──────── PROVIDED DATA

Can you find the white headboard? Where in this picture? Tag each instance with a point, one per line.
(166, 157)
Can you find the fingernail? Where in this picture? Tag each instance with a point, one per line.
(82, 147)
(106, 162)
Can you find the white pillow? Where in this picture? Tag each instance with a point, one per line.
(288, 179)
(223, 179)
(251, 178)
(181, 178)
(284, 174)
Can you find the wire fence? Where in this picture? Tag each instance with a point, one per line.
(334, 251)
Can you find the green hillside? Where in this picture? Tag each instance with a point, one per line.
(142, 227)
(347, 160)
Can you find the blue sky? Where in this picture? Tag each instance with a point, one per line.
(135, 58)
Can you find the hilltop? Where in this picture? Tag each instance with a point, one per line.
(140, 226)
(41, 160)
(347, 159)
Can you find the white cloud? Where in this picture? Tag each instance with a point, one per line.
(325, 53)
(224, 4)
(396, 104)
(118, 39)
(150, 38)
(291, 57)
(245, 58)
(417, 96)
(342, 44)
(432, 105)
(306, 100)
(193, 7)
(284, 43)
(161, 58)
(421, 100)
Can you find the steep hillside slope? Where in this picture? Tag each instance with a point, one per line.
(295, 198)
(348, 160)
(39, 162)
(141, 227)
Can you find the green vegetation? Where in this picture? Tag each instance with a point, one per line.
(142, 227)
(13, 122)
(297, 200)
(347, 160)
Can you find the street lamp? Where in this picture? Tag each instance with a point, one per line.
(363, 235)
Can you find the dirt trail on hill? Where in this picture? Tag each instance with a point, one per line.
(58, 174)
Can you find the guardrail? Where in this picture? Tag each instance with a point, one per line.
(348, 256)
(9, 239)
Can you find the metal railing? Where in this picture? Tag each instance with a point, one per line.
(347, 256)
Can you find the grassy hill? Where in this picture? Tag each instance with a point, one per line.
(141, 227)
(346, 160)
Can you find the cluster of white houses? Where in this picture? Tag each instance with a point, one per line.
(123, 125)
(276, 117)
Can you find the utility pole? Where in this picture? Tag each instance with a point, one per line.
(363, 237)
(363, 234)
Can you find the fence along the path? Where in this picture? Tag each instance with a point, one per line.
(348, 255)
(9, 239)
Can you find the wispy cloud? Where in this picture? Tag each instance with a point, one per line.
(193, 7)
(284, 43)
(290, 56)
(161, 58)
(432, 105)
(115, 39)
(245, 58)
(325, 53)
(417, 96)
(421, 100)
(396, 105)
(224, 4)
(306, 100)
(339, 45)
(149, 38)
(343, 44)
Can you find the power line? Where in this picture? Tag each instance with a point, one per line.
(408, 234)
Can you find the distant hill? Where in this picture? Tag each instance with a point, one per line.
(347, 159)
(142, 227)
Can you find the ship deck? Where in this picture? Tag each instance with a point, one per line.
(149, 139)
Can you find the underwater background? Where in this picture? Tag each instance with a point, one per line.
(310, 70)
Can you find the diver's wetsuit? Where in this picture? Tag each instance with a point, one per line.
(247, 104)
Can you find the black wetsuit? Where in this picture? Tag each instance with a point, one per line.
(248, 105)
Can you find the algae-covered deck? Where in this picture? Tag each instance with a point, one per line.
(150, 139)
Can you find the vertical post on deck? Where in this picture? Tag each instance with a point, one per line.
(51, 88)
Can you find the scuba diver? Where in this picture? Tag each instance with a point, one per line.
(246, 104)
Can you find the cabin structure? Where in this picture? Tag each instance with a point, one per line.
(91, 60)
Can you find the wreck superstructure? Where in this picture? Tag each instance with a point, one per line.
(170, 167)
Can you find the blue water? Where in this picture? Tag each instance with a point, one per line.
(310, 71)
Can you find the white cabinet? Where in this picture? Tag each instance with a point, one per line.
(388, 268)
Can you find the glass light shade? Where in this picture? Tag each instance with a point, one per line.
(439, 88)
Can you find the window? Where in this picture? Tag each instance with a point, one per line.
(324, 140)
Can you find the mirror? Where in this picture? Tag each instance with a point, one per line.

────────────────

• _WHAT YOU HAVE TO DO_: Using the data above, return each line exactly as written.

• _RESULT_:
Can you find the white headboard? Where in this picture? Tag each instance with a point, one per line.
(166, 157)
Can you find the fingernail? Where in this picture? Tag each instance with a point, one per line.
(82, 147)
(106, 162)
Can you find the white pillow? Where in this picture? Tag each instance with a point, one per line.
(288, 179)
(223, 179)
(251, 178)
(181, 178)
(284, 174)
Can you find the wire fence? Where in this picture? Tag each instance with a point, one per line.
(334, 251)
Can you find the green hillside? Where in this picture? Tag each instance with a point, one per line.
(142, 227)
(347, 160)
Can you find the blue sky? Where in this picture? Tag each instance with a point, one per line.
(135, 58)
Can you find the hilltop? Where in this picture? Tag each instance with a point, one per line.
(140, 226)
(41, 160)
(347, 159)
Can you find the white cloud? Where in this picture? Tag each instance with a point, one per line.
(325, 53)
(224, 4)
(396, 104)
(118, 39)
(150, 38)
(291, 57)
(245, 58)
(417, 96)
(342, 44)
(432, 105)
(306, 100)
(193, 7)
(284, 43)
(161, 58)
(421, 100)
Can you find the steep hillside slope? Where in this picture? Tag each instance with a point, one per line.
(295, 198)
(348, 160)
(39, 162)
(141, 227)
Can you find the green vegetation? Where in this picture? Tag each instance with a point, one per line.
(142, 227)
(13, 122)
(297, 200)
(347, 160)
Can you find the street lamp? Where in this picture? Tag each instance with a point, one per line.
(363, 235)
Can you find the dirt trail on hill? Where in this picture? Tag each instance with a point, one per line.
(58, 174)
Can you find the guardrail? Where in this picture? Tag each instance with a point, one per line.
(348, 256)
(9, 239)
Can you find the metal railing? Where in this picture? Tag each instance with a point, one per line.
(347, 256)
Can you find the grassy hill? Where in this picture? Tag each instance with a point, one per line.
(141, 227)
(346, 160)
Can you find the cluster of white houses? Where in this picture? Tag each instance with a point, one per line.
(123, 125)
(276, 117)
Can you find the utility pole? Where in this picture? Tag each instance with a point, one per line.
(363, 237)
(363, 234)
Can you find the fence along the path? Where in this picture? Tag each instance with a point, one per line.
(348, 255)
(9, 239)
Can you find the wispy cloud? Where in this picture? Tag each instance with a point, one per line.
(193, 7)
(284, 43)
(290, 56)
(161, 58)
(432, 105)
(115, 39)
(245, 58)
(325, 53)
(417, 96)
(421, 100)
(396, 105)
(224, 4)
(306, 100)
(339, 45)
(149, 38)
(343, 44)
Can you find the power line? Where in this picture? Tag each instance with a point, one per line.
(408, 234)
Can you find the distant hill? Where in this picture? Tag each instance with a point, one per line.
(347, 159)
(142, 227)
Can you find the ship deck? Where in this picture? Tag each instance with a point, one per line.
(149, 139)
Can you find the underwater background? Where in this picture? Tag each instance with a point, one per line.
(310, 70)
Can you find the diver's wetsuit? Where in this picture? Tag each instance with a point, one per line.
(247, 104)
Can you find the black wetsuit? Where in this picture? Tag each instance with a point, one per line.
(248, 105)
Can you find the algae-covered deck? Where in this picture? Tag each instance with a point, one per line.
(150, 139)
Can you find the vertical post on deck? Where in this picture? Tag each instance with a point, one per line.
(51, 88)
Can you find the scuba diver? Where in this picture? Tag each instance with a point, one per line.
(246, 104)
Can you find the cabin structure? Where in this picture? Tag each instance with a point, one per line.
(91, 60)
Can you find the wreck superstructure? Where in this picture? Tag each instance with a point, one per line.
(170, 167)
Can you find the blue water? Where in this picture? Tag each instance with a point, one per line.
(310, 71)
Can you find the white cabinet? Where in this picture? Tag each instance with a point, one per line.
(388, 268)
Can you find the glass light shade? Where in this picture? Tag each instance with a point, one per line.
(439, 88)
Can you find the window? Where in this picture? Tag each instance with a point, one per line.
(324, 140)
Can you find the mirror? Where in this picture? Tag each instance with a point, one per line.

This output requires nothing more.